>> START Text excerpt

Add ES2023 tokenization #9

arhadthedev · 2024-03-24T16:34:23Z

For starters, it can be Tokenizer struct right inside the crate.

The struct should recognize lexical grammar described in https://262.ecma-international.org/14.0/#sec-ecmascript-language-lexical-grammar.

The struct should provide methods to switch between goal symbols on the fly. The spec section linked above gives the following reasoning for such a feature:

There are several situations where the identification of lexical input elements is sensitive to the syntactic grammar context that is consuming the input elements. This requires multiple goal symbols for the lexical grammar. The InputElementRegExpOrTemplateTail goal is used in syntactic grammar contexts where a RegularExpressionLiteral, a TemplateMiddle, or a TemplateTail is permitted.

Syntactic grammar contexts is defined by a parser state so it's the parser that needs to switch a current lexical grammar goal symbol to adjust tokenization.

The user entry point is Tokenizer object with its get_next_symbol method:

/// From <https://262.ecma-international.org/14.0/#sec-ecmascript-language-lexical-grammar>:
///
/// > There are several situations where the identification of lexical input
/// > elements is sensitive to the syntactic grammar context that is consuming
/// > the input elements. This requires multiple goal symbols for the lexical
/// > grammar.
pub enum GoalSymbols {
    /// From <https://262.ecma-international.org/14.0/#sec-ecmascript-language-lexical-grammar>:
    ///
    /// > Used at the start of a Script or Module
    InputElementHashbangOrRegExp,

    /// From <https://262.ecma-international.org/14.0/#sec-ecmascript-language-lexical-grammar>:
    ///
    /// > Used in syntactic grammar contexts where a `RegularExpressionLiteral`,
    /// > a `TemplateMiddle`, or a `TemplateTail` is permitted.
    InputElementRegExpOrTemplateTail,

    /// From <https://262.ecma-international.org/14.0/#sec-ecmascript-language-lexical-grammar>:
    ///
    /// > Used in all syntactic grammar contexts where a
    /// > `RegularExpressionLiteral` is permitted but neither a
    /// > `TemplateMiddle`, nor a TemplateTail is permitted.

>> END Text excerpt
>> START Source material

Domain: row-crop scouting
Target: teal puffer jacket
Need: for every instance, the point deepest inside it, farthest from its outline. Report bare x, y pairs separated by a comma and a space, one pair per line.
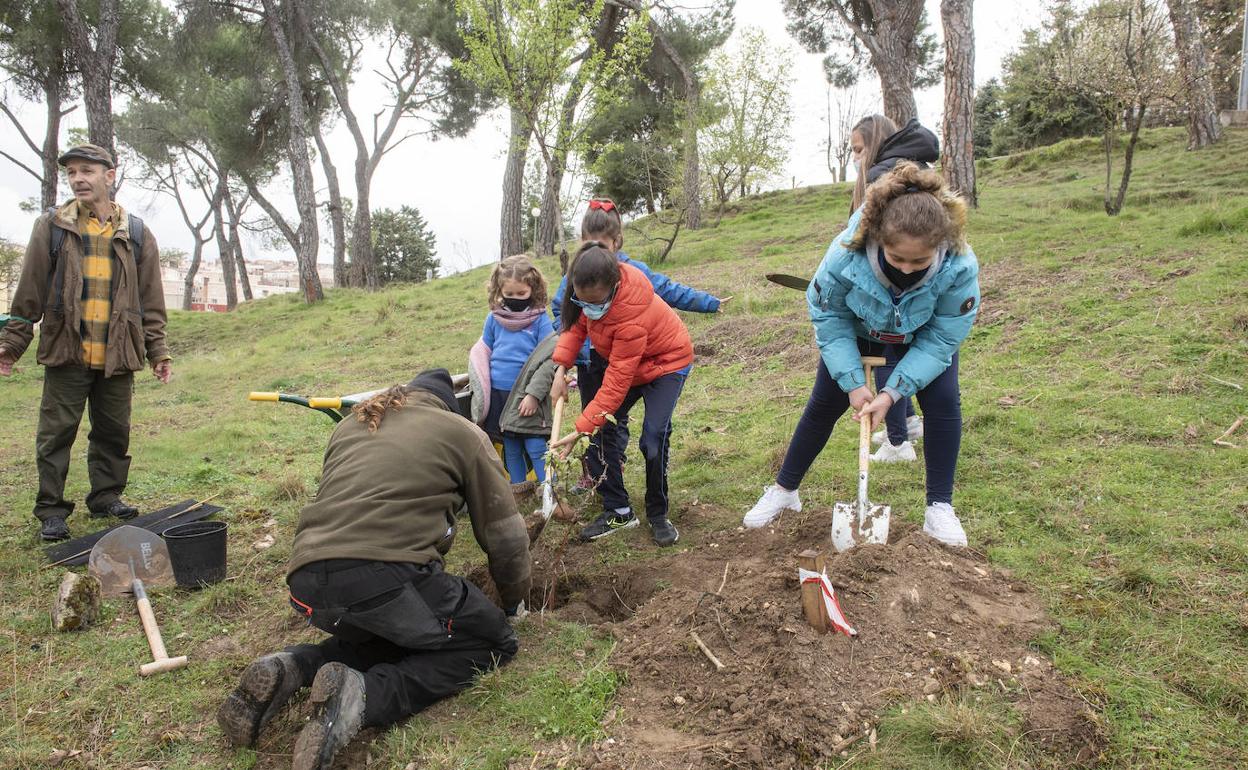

>> END Source material

— Given problem 1 —
In the tokenization issue, which method of the Tokenizer object serves as the user entry point?
— Given problem 2 —
Write out the tokenization issue from "For starters, it" through "TemplateMiddle, or a TemplateTail is permitted.", swapping "goal symbols" for "target symbols".
The lines are separate material with no connection to the tokenization issue.

— Correct response 1 —
get_next_symbol

— Correct response 2 —
For starters, it can be Tokenizer struct right inside the crate.

The struct should recognize lexical grammar described in https://262.ecma-international.org/14.0/#sec-ecmascript-language-lexical-grammar.

The struct should provide methods to switch between target symbols on the fly. The spec section linked above gives the following reasoning for such a feature:

There are several situations where the identification of lexical input elements is sensitive to the syntactic grammar context that is consuming the input elements. This requires multiple target symbols for the lexical grammar. The InputElementRegExpOrTemplateTail goal is used in syntactic grammar contexts where a RegularExpressionLiteral, a TemplateMiddle, or a TemplateTail is permitted.